YOUR OBJECTIVE:
Copy each line of the listing below word for word, leaving nothing out and changing nothing.

DATA TO USE:

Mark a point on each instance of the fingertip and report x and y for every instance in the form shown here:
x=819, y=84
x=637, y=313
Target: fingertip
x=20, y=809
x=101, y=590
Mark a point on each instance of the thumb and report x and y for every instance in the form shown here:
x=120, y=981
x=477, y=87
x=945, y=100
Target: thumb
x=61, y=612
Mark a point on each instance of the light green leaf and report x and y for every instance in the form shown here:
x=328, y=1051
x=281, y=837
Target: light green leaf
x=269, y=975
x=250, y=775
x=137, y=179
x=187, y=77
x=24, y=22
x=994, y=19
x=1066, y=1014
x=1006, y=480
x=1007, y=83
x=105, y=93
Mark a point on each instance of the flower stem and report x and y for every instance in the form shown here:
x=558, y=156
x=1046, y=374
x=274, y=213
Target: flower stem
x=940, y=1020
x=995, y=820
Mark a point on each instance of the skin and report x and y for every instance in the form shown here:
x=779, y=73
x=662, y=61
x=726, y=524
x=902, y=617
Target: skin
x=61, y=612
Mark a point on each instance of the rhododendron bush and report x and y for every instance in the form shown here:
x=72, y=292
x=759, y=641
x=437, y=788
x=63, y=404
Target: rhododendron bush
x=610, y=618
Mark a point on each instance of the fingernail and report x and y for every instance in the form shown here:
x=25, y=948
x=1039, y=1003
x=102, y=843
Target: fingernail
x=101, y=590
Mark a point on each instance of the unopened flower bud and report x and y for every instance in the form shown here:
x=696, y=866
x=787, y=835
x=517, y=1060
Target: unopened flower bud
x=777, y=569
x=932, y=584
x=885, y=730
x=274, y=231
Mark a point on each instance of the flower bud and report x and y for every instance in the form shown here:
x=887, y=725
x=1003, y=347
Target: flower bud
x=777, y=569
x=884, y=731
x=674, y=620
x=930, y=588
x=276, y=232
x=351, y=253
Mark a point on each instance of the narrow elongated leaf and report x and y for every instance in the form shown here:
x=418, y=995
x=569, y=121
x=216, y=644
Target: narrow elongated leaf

RESULT:
Mark a point on each instance of the fingertip and report x and y for every instance in the form shown here:
x=819, y=84
x=637, y=313
Target: fingertip
x=20, y=809
x=101, y=590
Mark a point on each instance of the thumb and report x and y for every instance in the form shown here:
x=120, y=981
x=477, y=87
x=945, y=100
Target: thumb
x=61, y=612
Mark a point on each instance of the light green leaf and report x and y for every instance in the form shown here:
x=328, y=1051
x=281, y=837
Target: light green leaf
x=269, y=975
x=250, y=775
x=137, y=179
x=187, y=77
x=24, y=22
x=994, y=19
x=1066, y=1014
x=1006, y=480
x=1007, y=83
x=105, y=93
Mark a point on each instance of the flower stem and report x and y for every instance in the form shown here:
x=558, y=156
x=1046, y=374
x=274, y=213
Target: flower stem
x=940, y=1020
x=995, y=820
Mark a point on each instance of the skin and report x and y for every instance in the form shown here:
x=779, y=73
x=662, y=61
x=726, y=524
x=902, y=617
Target: skin
x=61, y=612
Mark a point on each instance of the rhododendron bush and report x and y for every instance in the form shown here:
x=72, y=292
x=759, y=641
x=437, y=788
x=63, y=404
Target: rhododendron bush
x=610, y=618
Mark a point on each instance of the fingernail and report x and y for every instance in the form shown here:
x=25, y=948
x=1039, y=1003
x=102, y=843
Target: fingernail
x=101, y=590
Mark a point on each instance of the unopened flower bud and report x and y for every instance in the form shown here:
x=696, y=866
x=787, y=835
x=517, y=1060
Target: unopened flower bud
x=777, y=569
x=932, y=584
x=885, y=730
x=274, y=231
Mark a point on each instance of the flower bud and report x and y for every instance in the form shown here:
x=887, y=725
x=1003, y=347
Target: flower bud
x=777, y=569
x=884, y=731
x=674, y=620
x=930, y=588
x=276, y=232
x=351, y=253
Mark a point on each instance of the narrow elongated leaf and report x and y for every instance in the form shown here:
x=418, y=995
x=569, y=121
x=216, y=644
Target: narrow elongated leaf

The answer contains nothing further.